TO DO: Rewrite the reflection on 1 Peter 2:1–3 below, starting at "So put away all" and ending at "that helps me.", and switch every "envy" to "jealousy".

GIVEN PASSAGE:

_ _ _ _ _ _ _

So put away all
malice and all deceit and hypocrisy and envy and all slander. Like newborn
infants, long for the pure spiritual milk, that by it you may grow up into
salvation - if indeed you have tasted that the Lord is good. 1 Peter 2:1–3
I think that
sometimes it is good to reformat a text of Scripture. At least that helps me.
So, I've taken the first sentence and made it into a list.
So put away
all
malice and
all
deceit and
hypocrisy
and
envy
and
all
slander.
Seeing it this way
makes each awful sin stand out. And seeing them in this way prompts a question.
Peter wrote this to Christians?!? And, of course, he did. I wonder if we
sometimes have too high of an opinion of ourselves, that we think that we don't
really sin all that much and certainly not the 'big sins'. One result of
thinking in this way is that we then feel the obligation to try to maintain the
myth of our goodness in our own eyes as well as in the eyes of others. While it
is important to hold tight to the truth that we have been justified by Jesus so
that 'there is now no condemnation', I think that it is also important to
imitate that tax collectors prayer, 'God, be merciful to me, a sinner!’
Then there is the
rest of what Peter wrote.

_ _ _ _ _ _ _

ENTRIES PROVIDED:
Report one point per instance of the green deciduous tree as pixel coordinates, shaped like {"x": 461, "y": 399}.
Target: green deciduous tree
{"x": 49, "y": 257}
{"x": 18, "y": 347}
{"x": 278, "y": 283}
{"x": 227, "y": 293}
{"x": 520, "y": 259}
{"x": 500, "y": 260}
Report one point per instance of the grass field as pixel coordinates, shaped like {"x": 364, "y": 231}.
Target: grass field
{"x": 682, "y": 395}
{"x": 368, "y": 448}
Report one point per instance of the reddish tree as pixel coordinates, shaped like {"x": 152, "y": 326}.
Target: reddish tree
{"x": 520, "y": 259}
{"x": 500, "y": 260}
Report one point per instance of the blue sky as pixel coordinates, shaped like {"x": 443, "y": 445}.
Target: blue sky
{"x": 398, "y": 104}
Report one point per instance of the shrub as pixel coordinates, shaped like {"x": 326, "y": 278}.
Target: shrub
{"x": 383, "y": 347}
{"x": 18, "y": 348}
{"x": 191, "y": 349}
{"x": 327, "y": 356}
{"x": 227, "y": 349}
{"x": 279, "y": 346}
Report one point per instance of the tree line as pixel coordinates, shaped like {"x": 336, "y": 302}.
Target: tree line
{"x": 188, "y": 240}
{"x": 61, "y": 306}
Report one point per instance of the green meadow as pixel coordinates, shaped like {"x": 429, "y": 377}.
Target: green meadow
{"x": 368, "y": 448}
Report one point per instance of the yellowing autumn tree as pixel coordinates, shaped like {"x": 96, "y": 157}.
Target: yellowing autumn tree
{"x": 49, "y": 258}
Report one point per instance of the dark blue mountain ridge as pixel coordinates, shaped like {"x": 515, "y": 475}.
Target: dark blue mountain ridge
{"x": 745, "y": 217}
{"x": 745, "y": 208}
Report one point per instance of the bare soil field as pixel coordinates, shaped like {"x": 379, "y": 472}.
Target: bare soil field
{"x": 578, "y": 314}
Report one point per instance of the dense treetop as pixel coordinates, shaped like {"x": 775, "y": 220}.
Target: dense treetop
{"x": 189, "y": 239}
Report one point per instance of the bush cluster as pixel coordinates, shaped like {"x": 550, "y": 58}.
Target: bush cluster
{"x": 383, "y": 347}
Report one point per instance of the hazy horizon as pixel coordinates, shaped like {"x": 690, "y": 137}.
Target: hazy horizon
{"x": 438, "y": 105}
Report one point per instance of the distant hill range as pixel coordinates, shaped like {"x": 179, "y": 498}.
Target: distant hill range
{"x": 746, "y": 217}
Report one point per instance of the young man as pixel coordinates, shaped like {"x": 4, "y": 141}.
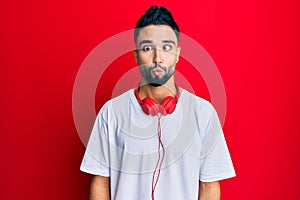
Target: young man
{"x": 157, "y": 141}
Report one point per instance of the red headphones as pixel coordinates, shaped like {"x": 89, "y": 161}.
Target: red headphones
{"x": 151, "y": 107}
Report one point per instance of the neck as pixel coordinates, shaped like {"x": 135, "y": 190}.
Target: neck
{"x": 157, "y": 93}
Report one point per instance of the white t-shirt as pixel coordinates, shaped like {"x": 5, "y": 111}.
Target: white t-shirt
{"x": 124, "y": 146}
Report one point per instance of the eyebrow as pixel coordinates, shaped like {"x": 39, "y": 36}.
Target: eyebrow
{"x": 145, "y": 42}
{"x": 169, "y": 41}
{"x": 150, "y": 41}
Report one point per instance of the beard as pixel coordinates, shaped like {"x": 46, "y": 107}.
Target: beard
{"x": 155, "y": 80}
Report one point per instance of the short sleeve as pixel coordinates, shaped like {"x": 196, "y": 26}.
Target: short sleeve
{"x": 96, "y": 157}
{"x": 215, "y": 160}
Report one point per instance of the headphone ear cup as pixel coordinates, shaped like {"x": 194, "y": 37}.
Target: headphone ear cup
{"x": 168, "y": 105}
{"x": 150, "y": 106}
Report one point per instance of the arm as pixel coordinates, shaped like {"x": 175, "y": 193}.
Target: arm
{"x": 210, "y": 191}
{"x": 100, "y": 188}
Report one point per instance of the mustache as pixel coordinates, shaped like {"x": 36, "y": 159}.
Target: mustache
{"x": 158, "y": 66}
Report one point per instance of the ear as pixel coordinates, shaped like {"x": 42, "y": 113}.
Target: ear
{"x": 177, "y": 54}
{"x": 135, "y": 54}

_ _ _ _ _ _ _

COMPLETE ANSWER:
So put away all
malice and all deceit and hypocrisy and jealousy and all slander. Like newborn
infants, long for the pure spiritual milk, that by it you may grow up into
salvation - if indeed you have tasted that the Lord is good. 1 Peter 2:1–3
I think that
sometimes it is good to reformat a text of Scripture. At least that helps me.